What to work on
1. Rewrite the stretch of the Ted Barris profile from "Barris is the" through "the U of T.", replacing "anthologies" with "collections".
2. Extend the Ted Barris profile by writing on from its final sentence.

──────── Extract

Ted Barris is an award-winning journalist, author, and broadcaster. His writing has regularly appeared in the national press and in magazines as diverse as Air Force, Canada’s History, esprit de corps and Zoomer. He has also worked as host/contributor for most CBC Radio network programs, NPR in the US and on TV Ontario. He taught journalism at Toronto’s Centennial College for 18 years and has written a weekly column/weblog The Barris Beat since 1983.
Barris is the author of 22 bestselling, non-fiction books, including a series of books on wartime Canada: Juno: Canadians at D-Day, June 6, 1944 … Days of Victory: Canadians Remember 1939-1945 … Behind the Glory: Canada’s Role in the Allied Air War … Deadlock in Korea: Canadians at War, 1950-1953 … Victory at Vimy: Canada Comes of Age, April 9-12, 1917 … Breaking the Silence: Veterans’ Untold Stories from the Great War to Afghanistan.
His writing has also been published in such anthologies as The Canadian Encyclopedia … Total Hockey: The Official NHL Encyclopedia … A History of Maple Leaf Gardens … Canada and the Korean War: Histories and Legacies of a Cold War Conflict and a volume of learned papers presented to the Canada-Korea Conference at the U of T.
Other books by Barris include: Rodeo Cowboys, the Last Heroes … Spirit of the West … Positive Power: Story of the Edmonton Oilers...Making Music: Profiles from a Century of Canadian Music co-authored with his father Alex Barris … 101 Things Canadians Should Know About Canada and Fire Canoe, a Mark Twain-like retelling of western Canada’s 19th century steamboat history.
In 2011, he was one of 19 civilians to receive the Minister of Veterans’ Affairs Commendation. The citation reads: “Ted Barris has made such exemplary contributions … benefiting veterans and making manifest the principle that Canada’s obligation to all who have served in the cause of Peace and Freedom, must not be forgotten.”
His 17th book, The Great Escape: A Canadian Story, won the 2014 Libris Non-Fiction Book of the Year Award (shared with astronaut Chris Hadfield).
In 2018, Dam Busters: Canadian Airmen and the Secret Raid against Nazi Germany was published. The RCAF Association awarded Ted Barris and Dam Busters its 2018 NORAD Trophy for “unequalled contribution to the preservation of Air Force values, traditions, history and heritage.”
The next year, Rush to Danger: Medics in the Line of Fire was longlisted for the 2020 Charles Taylor Prize for Non-Fiction in Canada.
Battle of the Atlantic: Gauntlet to Victory was published in the fall of 2022; the same year, Ted received Queen Elizabeth II’s Platinum Jubilee Award, recognizing “extraordinary contributions to our community and Canada.”

────────────────
──────── The data

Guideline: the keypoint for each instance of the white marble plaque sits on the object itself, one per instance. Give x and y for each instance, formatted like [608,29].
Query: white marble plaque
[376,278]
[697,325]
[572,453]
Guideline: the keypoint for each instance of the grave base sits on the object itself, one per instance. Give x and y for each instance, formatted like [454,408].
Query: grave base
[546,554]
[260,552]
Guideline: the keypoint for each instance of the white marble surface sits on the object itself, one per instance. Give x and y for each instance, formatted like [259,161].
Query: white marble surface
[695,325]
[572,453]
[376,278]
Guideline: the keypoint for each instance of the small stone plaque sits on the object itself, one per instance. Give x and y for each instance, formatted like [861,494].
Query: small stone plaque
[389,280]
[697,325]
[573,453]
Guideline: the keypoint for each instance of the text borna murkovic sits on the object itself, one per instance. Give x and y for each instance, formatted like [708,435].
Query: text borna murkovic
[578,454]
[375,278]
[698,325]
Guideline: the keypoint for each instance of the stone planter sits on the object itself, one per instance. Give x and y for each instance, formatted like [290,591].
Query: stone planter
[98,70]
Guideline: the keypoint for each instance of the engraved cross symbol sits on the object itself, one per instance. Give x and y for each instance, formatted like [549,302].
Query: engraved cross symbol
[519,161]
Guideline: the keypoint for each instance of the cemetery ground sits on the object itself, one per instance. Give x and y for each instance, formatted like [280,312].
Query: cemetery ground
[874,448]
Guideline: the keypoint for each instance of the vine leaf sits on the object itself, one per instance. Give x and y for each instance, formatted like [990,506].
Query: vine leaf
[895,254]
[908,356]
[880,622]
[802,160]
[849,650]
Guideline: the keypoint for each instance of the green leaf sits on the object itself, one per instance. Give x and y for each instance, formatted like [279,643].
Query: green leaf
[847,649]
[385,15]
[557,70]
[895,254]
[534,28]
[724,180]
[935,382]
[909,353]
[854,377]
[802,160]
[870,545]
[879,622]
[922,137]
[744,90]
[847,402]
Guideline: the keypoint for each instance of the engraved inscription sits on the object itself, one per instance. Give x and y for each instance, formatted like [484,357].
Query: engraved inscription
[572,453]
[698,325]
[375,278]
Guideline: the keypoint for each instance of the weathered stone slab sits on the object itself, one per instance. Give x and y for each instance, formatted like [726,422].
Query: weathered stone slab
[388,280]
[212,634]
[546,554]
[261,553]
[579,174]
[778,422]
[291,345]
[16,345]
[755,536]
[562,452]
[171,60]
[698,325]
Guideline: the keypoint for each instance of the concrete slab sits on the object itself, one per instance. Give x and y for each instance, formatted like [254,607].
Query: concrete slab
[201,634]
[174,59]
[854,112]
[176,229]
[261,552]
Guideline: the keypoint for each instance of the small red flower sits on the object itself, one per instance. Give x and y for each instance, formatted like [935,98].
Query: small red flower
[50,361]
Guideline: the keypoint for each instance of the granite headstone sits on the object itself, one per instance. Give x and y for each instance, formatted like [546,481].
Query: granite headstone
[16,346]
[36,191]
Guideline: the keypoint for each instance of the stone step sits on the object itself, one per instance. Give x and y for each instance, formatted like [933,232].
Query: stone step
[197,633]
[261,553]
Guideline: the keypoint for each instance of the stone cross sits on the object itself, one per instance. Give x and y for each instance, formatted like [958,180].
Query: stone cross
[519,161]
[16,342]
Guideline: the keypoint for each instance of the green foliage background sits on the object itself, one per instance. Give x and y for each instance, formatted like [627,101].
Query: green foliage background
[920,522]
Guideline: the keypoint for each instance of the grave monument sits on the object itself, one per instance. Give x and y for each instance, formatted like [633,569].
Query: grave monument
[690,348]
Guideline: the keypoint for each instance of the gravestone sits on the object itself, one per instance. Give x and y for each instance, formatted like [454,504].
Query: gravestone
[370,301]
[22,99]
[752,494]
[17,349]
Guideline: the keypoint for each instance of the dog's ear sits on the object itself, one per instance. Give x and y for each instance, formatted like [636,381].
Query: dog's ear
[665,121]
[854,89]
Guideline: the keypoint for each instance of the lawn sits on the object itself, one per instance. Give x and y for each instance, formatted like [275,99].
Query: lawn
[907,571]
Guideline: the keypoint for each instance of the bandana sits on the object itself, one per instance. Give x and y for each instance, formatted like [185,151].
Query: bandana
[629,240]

────────────────

Written responses
1.
Barris is the author of 22 bestselling, non-fiction books, including a series of books on wartime Canada: Juno: Canadians at D-Day, June 6, 1944 … Days of Victory: Canadians Remember 1939-1945 … Behind the Glory: Canada’s Role in the Allied Air War … Deadlock in Korea: Canadians at War, 1950-1953 … Victory at Vimy: Canada Comes of Age, April 9-12, 1917 … Breaking the Silence: Veterans’ Untold Stories from the Great War to Afghanistan.
His writing has also been published in such collections as The Canadian Encyclopedia … Total Hockey: The Official NHL Encyclopedia … A History of Maple Leaf Gardens … Canada and the Korean War: Histories and Legacies of a Cold War Conflict and a volume of learned papers presented to the Canada-Korea Conference at the U of T.

2.
Battle of Britain: Canadians in Their Finest Hour was published in 2024; and on the heels of its publication, Ted Barris went to Rideau Hall in Ottawa for his investiture as a Member of the Order of Canada, “for advancing our understanding of Canadian military history as an acclaimed historical author, journalist and broadcaster.”
Battle of Britain: Canadian Airmen in Their Finest Hour
“Never in the field of human conflict…” are Churchill’s words that set the 113 days of the Battle of Britain in the summer of 1940 apart from all others, as the greatest aerial battle in history. As the German Luftwaffe sought to destroy the Royal Air Force, gain air superiority, and invade the British Isles, Commonwealth fighter pilots scrambled from U.K. airfields day after day and flew Hurricane and Spitfire fighter aircraft to thwart Hitler’s plan. They won but paid dearly.
Among the 2,937 aircrew in this first test of Allied skill, resilience, and courage, over 100 pilots flew with the “Canada” patch on their shoulder, and another 200 erks (ground crew) kept their fighters in the air. And Churchill orated that never was “… so much owed by so many to so few.”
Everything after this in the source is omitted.